▶ WHAT IS NEEDED:
Report every line of the records below that contains the word "pixels".

::: INPUT RECORDS :::

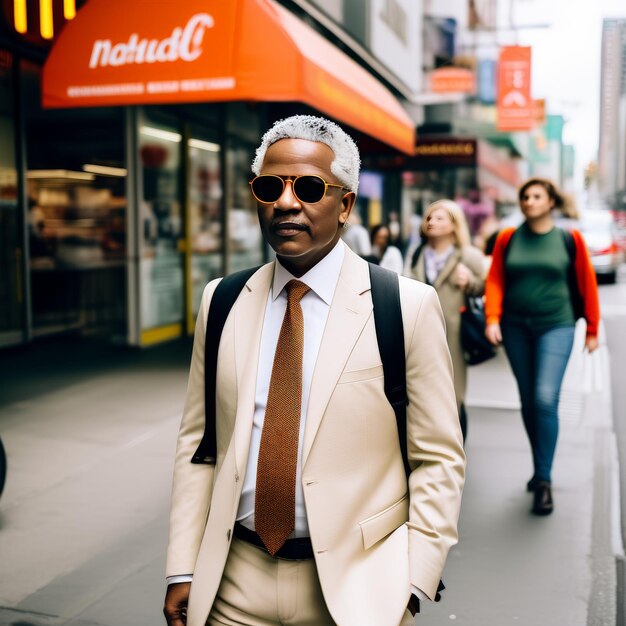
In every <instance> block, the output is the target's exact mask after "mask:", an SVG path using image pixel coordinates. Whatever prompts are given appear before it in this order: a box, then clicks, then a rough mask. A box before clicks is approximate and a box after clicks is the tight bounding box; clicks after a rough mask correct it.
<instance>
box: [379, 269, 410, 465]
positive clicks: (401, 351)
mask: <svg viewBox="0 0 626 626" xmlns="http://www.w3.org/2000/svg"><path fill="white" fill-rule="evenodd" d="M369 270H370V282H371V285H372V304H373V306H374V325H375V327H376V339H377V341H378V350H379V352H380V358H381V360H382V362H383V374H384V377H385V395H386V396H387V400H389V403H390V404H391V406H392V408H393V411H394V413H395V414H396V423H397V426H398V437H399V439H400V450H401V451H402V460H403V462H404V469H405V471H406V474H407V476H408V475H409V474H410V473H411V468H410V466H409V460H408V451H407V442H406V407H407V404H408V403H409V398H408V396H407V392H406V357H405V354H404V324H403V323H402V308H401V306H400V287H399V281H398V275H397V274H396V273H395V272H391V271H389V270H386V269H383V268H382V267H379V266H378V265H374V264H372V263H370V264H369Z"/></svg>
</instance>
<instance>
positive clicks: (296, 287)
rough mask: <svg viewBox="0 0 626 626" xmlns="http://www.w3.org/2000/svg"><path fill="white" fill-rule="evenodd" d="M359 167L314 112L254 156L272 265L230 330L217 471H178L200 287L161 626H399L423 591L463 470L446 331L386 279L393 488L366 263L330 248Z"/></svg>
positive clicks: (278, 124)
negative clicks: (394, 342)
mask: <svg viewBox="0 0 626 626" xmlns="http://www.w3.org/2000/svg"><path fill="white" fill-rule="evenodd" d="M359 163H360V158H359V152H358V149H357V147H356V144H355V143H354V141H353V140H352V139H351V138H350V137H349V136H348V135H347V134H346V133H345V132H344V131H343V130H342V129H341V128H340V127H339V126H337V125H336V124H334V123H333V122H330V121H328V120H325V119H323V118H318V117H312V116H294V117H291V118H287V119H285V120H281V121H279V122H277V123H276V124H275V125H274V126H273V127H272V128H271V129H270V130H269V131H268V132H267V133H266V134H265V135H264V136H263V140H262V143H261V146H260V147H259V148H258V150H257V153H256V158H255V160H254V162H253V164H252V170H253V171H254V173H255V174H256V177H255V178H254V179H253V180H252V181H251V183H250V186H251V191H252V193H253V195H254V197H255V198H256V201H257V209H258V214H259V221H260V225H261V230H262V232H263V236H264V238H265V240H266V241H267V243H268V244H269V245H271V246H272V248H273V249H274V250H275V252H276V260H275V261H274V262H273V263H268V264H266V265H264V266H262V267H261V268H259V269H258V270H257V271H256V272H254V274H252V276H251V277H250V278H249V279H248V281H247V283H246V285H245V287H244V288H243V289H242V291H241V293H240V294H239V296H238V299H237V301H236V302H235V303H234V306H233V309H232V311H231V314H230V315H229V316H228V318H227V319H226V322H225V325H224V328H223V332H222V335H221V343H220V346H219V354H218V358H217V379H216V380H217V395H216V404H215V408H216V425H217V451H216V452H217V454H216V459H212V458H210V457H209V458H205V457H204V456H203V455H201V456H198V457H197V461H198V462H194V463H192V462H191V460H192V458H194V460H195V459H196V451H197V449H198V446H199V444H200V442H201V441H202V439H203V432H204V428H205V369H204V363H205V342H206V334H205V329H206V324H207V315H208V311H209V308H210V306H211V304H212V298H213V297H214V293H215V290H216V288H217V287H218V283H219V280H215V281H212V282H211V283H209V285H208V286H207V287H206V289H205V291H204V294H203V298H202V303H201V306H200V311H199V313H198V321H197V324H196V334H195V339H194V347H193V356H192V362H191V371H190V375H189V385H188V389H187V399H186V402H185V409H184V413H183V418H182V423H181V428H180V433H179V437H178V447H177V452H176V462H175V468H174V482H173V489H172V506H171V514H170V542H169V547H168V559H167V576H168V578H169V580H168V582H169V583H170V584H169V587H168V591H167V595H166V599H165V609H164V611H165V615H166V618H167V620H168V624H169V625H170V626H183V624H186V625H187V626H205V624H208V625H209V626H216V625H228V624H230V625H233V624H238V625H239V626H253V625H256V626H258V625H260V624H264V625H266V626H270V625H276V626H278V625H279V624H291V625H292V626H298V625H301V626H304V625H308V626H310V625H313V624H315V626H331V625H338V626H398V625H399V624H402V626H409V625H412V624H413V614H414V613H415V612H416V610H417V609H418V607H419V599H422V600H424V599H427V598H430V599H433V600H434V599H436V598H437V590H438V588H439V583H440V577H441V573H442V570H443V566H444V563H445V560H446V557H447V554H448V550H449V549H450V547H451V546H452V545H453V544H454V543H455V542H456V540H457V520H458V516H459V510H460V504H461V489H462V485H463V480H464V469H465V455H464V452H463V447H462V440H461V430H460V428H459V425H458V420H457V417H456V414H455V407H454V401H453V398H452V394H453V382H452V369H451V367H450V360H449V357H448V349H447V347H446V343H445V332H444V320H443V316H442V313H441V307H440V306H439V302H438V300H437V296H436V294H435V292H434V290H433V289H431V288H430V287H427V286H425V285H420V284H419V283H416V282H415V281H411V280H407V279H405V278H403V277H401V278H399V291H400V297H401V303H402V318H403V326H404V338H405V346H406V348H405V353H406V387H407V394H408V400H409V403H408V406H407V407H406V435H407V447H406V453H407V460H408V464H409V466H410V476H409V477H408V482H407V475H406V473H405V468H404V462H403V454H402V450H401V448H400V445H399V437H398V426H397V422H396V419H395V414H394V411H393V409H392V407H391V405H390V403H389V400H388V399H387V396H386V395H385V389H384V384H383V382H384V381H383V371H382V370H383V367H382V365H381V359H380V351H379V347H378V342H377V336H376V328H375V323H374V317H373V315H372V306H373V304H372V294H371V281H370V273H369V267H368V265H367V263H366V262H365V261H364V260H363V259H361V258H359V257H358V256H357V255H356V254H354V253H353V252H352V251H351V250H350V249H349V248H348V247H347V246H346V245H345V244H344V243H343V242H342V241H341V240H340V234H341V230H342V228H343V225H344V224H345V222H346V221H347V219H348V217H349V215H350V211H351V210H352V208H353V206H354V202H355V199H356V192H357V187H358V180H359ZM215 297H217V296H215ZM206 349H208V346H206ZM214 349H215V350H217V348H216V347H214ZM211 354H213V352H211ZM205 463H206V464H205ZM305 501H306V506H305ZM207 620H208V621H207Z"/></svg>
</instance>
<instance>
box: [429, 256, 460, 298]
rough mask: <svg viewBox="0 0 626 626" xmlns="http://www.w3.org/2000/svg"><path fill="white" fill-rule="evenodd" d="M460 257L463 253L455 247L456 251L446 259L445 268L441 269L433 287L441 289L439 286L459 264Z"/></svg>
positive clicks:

:::
::: INPUT RECORDS :::

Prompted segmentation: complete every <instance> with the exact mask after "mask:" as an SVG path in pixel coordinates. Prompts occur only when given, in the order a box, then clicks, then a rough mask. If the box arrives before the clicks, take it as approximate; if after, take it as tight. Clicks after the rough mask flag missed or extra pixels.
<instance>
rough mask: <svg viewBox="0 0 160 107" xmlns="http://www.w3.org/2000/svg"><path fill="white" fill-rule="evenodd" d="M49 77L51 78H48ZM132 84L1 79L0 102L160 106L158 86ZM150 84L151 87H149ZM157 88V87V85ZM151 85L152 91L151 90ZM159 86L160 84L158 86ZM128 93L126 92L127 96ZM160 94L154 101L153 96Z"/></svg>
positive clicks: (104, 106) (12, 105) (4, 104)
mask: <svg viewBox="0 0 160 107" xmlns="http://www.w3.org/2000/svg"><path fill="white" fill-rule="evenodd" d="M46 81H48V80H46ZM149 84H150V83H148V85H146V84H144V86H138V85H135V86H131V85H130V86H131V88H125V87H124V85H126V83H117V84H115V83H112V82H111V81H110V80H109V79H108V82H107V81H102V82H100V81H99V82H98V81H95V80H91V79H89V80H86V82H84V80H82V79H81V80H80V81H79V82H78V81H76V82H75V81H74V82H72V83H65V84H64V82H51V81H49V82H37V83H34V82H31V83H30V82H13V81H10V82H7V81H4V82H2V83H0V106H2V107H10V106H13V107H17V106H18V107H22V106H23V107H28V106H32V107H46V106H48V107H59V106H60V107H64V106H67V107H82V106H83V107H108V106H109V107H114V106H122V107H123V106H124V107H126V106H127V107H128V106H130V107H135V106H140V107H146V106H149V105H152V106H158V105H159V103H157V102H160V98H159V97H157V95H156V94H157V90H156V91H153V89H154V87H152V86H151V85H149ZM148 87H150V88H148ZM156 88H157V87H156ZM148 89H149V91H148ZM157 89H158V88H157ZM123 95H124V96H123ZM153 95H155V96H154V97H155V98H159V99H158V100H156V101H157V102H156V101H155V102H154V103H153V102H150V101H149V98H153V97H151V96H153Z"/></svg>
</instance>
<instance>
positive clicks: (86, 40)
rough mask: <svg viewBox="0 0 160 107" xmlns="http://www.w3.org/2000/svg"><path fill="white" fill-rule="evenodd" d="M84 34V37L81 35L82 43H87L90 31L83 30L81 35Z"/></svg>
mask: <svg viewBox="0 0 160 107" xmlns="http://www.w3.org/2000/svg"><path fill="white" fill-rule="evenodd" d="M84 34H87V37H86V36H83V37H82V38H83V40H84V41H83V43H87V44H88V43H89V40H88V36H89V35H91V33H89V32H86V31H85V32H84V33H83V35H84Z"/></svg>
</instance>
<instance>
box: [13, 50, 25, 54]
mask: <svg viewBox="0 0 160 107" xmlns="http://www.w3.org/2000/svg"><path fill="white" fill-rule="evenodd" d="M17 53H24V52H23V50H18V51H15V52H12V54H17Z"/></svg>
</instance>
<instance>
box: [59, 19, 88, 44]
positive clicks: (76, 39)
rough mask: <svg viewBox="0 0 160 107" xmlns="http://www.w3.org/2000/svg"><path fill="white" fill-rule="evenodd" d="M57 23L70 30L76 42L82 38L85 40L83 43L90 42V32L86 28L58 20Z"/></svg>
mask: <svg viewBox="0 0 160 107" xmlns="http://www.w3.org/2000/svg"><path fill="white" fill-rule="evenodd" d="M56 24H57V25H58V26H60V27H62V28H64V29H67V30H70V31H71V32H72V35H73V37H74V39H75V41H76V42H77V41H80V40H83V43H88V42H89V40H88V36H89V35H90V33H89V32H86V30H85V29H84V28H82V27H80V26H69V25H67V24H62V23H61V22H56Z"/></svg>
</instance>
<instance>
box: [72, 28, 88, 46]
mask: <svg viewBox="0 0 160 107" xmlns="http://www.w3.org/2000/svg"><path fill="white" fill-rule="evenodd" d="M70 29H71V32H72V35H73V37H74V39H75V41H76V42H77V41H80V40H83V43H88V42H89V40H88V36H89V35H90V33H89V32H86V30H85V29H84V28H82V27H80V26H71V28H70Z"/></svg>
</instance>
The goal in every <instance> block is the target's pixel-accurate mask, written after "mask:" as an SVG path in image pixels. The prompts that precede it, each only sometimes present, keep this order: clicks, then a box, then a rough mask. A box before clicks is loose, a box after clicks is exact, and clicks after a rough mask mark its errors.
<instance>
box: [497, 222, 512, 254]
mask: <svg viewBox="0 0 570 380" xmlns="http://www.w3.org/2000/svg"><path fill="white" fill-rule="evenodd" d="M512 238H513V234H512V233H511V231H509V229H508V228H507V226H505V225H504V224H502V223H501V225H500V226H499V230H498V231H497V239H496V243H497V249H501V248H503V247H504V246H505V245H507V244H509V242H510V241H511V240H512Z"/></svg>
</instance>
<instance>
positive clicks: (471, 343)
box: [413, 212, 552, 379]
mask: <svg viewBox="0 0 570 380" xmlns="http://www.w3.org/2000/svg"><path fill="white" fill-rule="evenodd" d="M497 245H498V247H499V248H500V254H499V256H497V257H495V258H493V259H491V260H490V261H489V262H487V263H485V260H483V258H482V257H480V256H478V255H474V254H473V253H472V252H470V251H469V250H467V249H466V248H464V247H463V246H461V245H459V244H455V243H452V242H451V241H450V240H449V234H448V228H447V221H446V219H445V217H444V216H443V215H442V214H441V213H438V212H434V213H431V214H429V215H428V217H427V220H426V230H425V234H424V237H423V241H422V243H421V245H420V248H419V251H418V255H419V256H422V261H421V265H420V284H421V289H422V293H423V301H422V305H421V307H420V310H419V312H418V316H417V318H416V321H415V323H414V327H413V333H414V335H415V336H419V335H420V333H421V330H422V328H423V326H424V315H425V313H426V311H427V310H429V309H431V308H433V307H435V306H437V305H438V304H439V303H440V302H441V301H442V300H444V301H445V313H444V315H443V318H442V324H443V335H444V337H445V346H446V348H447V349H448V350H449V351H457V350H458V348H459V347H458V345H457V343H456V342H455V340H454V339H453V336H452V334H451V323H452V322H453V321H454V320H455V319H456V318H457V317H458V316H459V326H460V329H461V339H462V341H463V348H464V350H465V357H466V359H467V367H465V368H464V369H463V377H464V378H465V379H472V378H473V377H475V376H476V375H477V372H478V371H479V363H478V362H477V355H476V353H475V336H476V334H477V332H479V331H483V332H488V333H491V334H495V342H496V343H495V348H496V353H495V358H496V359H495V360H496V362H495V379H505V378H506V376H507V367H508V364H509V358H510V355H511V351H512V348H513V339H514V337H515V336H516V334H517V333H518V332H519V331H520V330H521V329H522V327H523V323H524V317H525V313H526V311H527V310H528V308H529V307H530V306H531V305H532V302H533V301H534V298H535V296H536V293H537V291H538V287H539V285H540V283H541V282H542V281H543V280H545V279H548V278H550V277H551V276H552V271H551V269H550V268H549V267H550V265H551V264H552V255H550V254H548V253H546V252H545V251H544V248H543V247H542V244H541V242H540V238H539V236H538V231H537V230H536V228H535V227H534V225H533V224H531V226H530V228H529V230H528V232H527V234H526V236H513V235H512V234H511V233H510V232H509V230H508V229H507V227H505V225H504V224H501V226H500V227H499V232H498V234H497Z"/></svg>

:::

▶ OUTPUT:
Prompted segmentation: complete every <instance> with the exact mask after "mask:" as an SVG path in pixel coordinates. Prompts occur only when given, in the order a box, then clicks, then a rough mask. If the box arrives before the clicks, take it as approximate; if after, take it as tight. Clicks after the rough mask flag missed or extra pixels.
The goal in every <instance> block is the target's pixel-accurate mask, written after "mask:" as an SVG path in image pixels. The prompts that precede it, each only sometimes present, keep this order: clicks, then a box, then a rough mask. A box before clicks is loose, a box after clicks is exact, and clicks after a rough mask mark its errors.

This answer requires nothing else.